TEXT BLOCK

Wait lists for human organ transplants could be entirely eliminated through patent-pending technologies developed by Prellis Biologics, a San Francisco-based human tissue engineering company that has invented a new way to create viable human organs using 3D printing.
Founded by two scientists with extensive experience in 3D tissue imaging and stem cell biology, the company is solving the greatest obstacle to producing functional human tissue in the lab – the ability to print microvasculature. Without the complex microvascular system needed to supply nutrients and oxygen to cells, an organ cannot survive.
True Ventures, a Silicon Valley-based venture capital firm specializing in early-stage technology startups, led the $1.8 million seed investment. Civilization Ventures and 415 Ventures also joined, along with angel investors. The round follows early support by IndieBio, an accelerator for biotech startups run by SOSV. Investment in the 10-month-old company totals $1.92 million.
“Our vision is to create a company that uses technology to print any type of human organ, providing people with a long-lasting solution to a given medical issue,” said Dr. Melanie Matheu, co-founder and chief executive officer of Prellis. “We believe our technology will jumpstart the practical use of lab-printed tissue for life-saving drug development, rapid development of human antibodies, and production of human organs for transplant.”
Current methods for printing human tissue have hit a roadblock: the challenge of creating tiny blood vessels known as microvasculature. Without microvasculature, cells starve for oxygen and nutrients and can’t remove wastes. This has limited scientists to printing tissue no thicker than a dollar bill. By building scaffolding that includes microvascular structures, Prellis is solving this problem. These thicker tissues are the building blocks of functional organs.
“Over 230 people die every day in the U.S. from liver and kidney disease,” said Dr. Noelle Mullin, co-founder and chief scientific officer of Prellis. “By coupling stem cell and immunology expertise with our 3D printing technology, we’ll be able to produce organs and tissues with the precise vascular infrastructure necessary to make them viable.”
Prellis’ technology will be brought to market in phases. The first lab-grown tissues will be used to produce antibodies for therapeutics and address issues associated with pharmaceutical development and testing. Currently, drug companies must test new drugs using animal models that do not accurately predict toxicity or efficacy in humans, and human clinical trials can be both time-consuming and harmful to patients. The first human tissue Prellis Biologics will print for clinical development are islets of langerhans, the functional unit of the pancreas that produces insulin. “Type 1 diabetics lose insulin-producing islets of langerhans at a young age. If we can replace these, we can offer diabetes patients a life free of daily insulin shots and glucose monitoring,” said Dr. Matheu.
“Producing viable lab-grown human tissue will revolutionize healthcare, and the Prellis team is at the forefront of that movement,” said Rohit Sharma, venture partner at True Ventures and Prellis board member. “Investing in Melanie and Noelle is an investment in the future of regenerative medicine. We’re proud to help them begin their quest.”
Because of the substantial unmet need for human tissue and organ replacement alternatives, as well as human tissue for drug discovery and toxicology testing, the global tissue engineering market was estimated at $23 billion in 2015 and is projected to reach $94 billion by 2024.

DATA SECTION
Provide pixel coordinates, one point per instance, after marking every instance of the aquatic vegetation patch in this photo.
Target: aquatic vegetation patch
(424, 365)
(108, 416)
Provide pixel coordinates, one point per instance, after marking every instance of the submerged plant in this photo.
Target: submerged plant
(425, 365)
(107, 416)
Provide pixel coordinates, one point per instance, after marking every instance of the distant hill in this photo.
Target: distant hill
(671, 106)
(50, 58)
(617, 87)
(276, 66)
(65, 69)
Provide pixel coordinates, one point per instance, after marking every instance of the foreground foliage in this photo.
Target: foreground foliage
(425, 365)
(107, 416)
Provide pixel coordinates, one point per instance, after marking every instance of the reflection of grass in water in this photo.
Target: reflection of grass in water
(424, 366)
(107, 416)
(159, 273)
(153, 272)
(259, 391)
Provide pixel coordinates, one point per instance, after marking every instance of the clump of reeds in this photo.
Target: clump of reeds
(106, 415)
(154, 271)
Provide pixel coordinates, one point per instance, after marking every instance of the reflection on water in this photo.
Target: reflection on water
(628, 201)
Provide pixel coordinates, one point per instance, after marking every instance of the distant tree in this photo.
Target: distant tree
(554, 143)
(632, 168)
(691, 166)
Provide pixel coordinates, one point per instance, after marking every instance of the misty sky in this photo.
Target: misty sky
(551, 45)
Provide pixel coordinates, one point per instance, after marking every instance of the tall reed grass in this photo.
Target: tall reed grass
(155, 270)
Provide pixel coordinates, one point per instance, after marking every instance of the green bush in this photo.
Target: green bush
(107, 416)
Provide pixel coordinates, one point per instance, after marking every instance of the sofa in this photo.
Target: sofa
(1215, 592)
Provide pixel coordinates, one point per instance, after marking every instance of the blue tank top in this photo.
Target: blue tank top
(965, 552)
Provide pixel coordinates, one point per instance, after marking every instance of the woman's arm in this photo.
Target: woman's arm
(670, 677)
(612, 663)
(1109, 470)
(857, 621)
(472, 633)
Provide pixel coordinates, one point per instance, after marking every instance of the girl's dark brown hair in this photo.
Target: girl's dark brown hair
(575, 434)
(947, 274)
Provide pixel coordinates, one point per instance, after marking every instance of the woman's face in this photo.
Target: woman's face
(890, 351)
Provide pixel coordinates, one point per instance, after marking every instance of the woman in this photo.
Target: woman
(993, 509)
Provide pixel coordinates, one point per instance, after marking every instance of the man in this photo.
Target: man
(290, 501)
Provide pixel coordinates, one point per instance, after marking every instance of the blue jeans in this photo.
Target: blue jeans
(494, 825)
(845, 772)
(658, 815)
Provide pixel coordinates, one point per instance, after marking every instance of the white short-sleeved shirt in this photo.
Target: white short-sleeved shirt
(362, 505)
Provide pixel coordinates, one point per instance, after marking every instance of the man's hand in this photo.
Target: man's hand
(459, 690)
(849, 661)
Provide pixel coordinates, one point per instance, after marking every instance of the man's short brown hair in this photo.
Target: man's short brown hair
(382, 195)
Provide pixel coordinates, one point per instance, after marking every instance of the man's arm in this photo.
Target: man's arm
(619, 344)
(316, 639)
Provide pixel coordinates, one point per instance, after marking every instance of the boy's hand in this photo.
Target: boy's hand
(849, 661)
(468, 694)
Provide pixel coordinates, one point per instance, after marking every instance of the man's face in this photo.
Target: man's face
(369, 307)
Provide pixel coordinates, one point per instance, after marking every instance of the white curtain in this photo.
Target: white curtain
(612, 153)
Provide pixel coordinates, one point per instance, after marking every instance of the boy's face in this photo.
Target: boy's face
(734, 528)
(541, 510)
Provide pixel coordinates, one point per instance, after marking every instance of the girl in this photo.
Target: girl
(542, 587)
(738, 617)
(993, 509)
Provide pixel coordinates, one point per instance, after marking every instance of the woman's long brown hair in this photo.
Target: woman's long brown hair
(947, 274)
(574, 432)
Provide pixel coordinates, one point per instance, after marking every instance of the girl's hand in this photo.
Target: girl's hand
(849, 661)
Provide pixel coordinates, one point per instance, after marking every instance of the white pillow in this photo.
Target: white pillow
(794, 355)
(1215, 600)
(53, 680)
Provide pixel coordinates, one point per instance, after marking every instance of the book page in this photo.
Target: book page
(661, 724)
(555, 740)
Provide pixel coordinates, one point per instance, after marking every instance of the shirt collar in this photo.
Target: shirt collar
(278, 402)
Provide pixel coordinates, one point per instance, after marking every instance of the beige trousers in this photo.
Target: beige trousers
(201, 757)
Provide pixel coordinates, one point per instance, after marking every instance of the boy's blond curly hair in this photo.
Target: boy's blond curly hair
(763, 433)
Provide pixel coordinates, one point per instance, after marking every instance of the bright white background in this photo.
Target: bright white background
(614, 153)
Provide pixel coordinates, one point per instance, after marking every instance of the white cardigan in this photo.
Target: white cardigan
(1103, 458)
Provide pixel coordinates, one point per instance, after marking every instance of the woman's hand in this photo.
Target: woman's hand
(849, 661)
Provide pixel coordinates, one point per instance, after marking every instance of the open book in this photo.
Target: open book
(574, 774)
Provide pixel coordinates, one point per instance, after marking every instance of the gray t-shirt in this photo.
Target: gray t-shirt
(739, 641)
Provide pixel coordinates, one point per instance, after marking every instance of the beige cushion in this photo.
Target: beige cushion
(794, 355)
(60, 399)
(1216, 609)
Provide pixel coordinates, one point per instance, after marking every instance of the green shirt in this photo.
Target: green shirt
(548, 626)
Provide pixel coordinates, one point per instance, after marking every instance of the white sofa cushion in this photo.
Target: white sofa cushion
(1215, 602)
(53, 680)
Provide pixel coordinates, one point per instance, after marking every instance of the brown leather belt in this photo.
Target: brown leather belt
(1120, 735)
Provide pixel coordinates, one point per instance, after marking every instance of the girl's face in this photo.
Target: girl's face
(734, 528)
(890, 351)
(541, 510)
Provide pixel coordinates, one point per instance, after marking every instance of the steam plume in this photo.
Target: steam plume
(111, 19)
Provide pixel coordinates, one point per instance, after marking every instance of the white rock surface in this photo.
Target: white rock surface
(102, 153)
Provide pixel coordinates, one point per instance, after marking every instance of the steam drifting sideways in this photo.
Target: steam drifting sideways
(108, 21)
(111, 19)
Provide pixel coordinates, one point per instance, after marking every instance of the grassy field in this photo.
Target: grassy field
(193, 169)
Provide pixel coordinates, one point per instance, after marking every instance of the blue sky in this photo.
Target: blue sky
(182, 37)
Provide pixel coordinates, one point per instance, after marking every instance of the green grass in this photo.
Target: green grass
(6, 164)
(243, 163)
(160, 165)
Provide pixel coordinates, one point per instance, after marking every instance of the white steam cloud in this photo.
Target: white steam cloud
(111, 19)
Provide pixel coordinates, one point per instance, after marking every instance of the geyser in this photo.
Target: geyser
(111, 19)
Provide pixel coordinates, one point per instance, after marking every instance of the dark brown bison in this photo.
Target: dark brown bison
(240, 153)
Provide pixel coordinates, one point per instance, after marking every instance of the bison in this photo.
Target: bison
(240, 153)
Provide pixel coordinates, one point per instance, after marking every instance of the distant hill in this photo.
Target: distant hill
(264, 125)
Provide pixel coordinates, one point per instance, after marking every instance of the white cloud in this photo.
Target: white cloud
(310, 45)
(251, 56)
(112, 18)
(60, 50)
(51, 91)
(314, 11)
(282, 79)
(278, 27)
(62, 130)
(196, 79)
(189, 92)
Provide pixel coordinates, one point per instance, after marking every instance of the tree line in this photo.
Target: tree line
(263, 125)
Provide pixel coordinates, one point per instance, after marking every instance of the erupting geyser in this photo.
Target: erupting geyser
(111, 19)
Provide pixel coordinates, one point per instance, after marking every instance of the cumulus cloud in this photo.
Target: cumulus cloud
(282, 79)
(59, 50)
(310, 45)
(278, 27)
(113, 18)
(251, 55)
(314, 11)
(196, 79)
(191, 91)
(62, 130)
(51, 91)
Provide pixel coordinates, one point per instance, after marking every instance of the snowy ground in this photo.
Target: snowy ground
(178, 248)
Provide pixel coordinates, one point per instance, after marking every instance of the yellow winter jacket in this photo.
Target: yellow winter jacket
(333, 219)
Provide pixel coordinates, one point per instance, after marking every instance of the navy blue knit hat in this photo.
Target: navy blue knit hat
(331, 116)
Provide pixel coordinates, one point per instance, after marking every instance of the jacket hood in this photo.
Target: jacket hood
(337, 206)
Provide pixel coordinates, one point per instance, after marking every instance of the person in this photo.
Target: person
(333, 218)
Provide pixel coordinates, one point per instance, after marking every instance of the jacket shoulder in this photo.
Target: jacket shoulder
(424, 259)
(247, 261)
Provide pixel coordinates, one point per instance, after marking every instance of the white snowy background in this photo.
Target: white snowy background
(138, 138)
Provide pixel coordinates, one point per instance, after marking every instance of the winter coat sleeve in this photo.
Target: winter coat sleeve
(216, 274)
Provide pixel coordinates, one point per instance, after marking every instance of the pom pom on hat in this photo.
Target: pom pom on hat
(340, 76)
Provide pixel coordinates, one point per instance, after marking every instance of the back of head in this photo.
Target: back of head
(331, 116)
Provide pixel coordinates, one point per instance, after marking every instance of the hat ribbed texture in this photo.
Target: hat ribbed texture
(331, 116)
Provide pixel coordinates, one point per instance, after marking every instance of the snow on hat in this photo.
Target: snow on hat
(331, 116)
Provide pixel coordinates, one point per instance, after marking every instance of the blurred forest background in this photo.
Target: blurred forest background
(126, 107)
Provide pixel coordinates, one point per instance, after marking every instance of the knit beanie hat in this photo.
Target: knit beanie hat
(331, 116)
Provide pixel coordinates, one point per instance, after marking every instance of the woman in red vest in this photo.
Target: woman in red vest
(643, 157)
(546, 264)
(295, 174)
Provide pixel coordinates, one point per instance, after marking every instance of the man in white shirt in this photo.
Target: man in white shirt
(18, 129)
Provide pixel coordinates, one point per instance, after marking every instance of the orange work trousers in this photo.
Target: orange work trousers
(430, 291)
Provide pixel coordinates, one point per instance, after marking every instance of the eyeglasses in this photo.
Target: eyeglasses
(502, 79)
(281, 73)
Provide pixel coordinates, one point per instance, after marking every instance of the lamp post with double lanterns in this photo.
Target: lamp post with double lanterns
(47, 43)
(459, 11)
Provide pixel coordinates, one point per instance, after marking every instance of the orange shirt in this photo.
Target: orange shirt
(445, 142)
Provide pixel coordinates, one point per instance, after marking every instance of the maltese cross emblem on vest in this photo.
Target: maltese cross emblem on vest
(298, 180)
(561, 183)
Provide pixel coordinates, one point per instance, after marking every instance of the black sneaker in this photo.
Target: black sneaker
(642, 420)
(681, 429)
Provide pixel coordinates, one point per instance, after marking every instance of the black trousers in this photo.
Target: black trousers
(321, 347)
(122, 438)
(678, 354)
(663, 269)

TASK REQUIREMENTS
Reproduce the part of the article on Prellis Biologics that begins at the words "Because of the" and ends after the words "billion by 2024.".

YOUR RESPONSE
Because of the substantial unmet need for human tissue and organ replacement alternatives, as well as human tissue for drug discovery and toxicology testing, the global tissue engineering market was estimated at $23 billion in 2015 and is projected to reach $94 billion by 2024.